Task brief: Gather every line in the material below that contains the word "balcony", and copy each of those lines in full.

— START The records —

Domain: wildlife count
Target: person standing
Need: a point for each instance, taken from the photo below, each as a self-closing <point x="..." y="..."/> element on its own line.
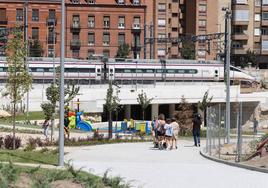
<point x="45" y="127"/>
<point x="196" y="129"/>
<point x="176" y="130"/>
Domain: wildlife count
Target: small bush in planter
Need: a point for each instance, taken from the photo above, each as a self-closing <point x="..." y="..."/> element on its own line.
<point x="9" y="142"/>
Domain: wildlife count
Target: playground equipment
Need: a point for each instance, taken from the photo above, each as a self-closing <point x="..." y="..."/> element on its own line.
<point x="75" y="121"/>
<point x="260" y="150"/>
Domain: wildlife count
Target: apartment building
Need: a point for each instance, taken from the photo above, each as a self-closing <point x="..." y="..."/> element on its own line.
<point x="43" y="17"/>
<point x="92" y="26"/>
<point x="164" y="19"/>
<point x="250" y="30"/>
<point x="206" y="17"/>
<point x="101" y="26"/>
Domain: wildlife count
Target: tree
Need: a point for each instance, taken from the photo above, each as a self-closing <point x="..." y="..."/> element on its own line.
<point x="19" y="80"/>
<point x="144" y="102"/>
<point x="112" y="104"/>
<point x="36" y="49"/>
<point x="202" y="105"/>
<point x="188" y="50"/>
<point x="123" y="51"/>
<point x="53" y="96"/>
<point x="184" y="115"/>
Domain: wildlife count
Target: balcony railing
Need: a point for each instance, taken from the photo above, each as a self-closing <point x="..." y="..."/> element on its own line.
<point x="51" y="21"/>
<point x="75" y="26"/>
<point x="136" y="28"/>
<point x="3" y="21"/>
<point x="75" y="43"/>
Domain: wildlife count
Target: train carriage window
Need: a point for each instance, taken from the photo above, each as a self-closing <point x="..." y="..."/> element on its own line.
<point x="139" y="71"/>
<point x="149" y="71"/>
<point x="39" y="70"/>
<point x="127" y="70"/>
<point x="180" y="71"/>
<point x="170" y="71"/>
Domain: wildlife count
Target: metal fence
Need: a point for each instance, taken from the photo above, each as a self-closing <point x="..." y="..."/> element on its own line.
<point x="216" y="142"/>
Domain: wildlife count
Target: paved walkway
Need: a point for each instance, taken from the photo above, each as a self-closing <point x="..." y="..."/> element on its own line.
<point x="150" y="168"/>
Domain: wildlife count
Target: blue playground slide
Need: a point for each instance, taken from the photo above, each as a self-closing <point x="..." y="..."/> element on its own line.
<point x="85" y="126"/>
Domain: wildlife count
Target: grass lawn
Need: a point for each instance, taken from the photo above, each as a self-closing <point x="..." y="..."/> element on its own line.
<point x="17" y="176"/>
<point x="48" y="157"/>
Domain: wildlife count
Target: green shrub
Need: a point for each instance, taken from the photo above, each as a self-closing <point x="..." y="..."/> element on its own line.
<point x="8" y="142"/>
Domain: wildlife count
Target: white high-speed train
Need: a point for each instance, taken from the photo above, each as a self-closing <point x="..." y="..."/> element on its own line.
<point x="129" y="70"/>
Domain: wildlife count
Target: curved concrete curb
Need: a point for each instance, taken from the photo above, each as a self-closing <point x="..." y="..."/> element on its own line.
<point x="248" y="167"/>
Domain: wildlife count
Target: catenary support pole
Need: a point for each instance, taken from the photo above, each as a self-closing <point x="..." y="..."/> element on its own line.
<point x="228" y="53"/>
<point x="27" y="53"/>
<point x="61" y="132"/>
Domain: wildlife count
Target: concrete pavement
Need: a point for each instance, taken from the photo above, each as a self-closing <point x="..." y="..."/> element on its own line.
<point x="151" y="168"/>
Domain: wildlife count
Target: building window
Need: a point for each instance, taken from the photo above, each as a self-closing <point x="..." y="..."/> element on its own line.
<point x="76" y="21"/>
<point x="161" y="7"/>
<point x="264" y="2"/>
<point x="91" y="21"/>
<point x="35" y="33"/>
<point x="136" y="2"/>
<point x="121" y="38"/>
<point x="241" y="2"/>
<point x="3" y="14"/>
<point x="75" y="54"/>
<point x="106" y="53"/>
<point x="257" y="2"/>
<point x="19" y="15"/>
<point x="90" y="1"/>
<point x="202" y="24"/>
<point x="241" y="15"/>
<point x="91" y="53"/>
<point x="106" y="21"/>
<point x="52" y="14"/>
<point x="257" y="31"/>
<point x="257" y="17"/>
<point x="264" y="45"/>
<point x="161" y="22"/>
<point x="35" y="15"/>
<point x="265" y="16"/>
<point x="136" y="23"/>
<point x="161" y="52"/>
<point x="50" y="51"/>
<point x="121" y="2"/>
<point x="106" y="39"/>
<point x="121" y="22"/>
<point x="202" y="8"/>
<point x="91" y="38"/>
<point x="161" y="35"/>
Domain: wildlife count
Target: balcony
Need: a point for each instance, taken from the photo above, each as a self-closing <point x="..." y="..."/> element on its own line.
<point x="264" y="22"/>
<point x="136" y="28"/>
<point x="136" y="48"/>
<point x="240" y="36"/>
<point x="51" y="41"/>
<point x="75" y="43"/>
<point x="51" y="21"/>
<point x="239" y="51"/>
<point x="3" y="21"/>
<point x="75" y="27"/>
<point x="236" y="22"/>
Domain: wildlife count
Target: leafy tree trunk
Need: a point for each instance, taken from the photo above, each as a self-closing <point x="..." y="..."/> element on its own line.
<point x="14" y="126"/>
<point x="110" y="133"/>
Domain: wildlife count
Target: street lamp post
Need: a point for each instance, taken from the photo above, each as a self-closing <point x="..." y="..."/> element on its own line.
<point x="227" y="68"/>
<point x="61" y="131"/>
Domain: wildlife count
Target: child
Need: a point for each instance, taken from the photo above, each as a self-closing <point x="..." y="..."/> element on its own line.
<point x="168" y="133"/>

— END The records —
— START The records —

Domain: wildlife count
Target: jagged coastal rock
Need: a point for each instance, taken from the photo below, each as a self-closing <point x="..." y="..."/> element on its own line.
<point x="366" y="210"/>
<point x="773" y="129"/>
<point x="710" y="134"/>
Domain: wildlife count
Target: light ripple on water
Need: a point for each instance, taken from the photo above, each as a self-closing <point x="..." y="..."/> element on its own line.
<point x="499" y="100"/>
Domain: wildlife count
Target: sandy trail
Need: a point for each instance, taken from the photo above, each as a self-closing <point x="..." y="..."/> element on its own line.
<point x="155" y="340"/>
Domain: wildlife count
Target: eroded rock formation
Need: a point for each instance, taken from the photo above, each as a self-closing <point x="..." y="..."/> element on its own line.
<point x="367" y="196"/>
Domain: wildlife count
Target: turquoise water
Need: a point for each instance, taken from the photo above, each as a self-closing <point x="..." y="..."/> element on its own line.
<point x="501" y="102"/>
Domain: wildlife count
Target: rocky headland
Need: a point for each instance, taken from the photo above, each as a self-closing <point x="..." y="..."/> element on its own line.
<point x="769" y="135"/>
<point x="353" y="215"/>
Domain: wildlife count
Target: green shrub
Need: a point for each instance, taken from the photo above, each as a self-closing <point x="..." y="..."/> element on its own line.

— END The records —
— START The records —

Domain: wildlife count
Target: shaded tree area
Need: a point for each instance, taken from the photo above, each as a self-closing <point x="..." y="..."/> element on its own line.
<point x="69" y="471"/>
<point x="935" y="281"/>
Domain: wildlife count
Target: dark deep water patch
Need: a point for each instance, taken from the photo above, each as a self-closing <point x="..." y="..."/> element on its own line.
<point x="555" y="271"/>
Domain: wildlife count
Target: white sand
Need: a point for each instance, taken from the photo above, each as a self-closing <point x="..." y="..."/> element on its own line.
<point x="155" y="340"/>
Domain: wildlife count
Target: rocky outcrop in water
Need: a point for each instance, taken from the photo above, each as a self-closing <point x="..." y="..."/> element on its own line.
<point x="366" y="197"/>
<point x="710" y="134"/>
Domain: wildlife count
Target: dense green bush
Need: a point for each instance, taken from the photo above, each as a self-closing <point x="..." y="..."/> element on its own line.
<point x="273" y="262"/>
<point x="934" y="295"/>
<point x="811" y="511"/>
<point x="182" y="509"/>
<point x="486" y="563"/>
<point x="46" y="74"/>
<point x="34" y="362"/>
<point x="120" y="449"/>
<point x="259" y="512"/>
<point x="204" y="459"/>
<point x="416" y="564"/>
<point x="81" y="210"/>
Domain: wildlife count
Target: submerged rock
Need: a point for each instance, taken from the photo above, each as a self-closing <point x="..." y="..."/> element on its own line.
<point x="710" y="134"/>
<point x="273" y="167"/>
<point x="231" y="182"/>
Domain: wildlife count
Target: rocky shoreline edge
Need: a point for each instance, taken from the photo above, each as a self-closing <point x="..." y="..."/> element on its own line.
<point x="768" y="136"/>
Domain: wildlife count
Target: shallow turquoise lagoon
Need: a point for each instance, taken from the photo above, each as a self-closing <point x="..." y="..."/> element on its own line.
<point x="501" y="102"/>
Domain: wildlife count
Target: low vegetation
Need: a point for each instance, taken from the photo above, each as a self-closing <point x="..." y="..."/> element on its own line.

— END The records —

Complete answer:
Target: balcony railing
Target: balcony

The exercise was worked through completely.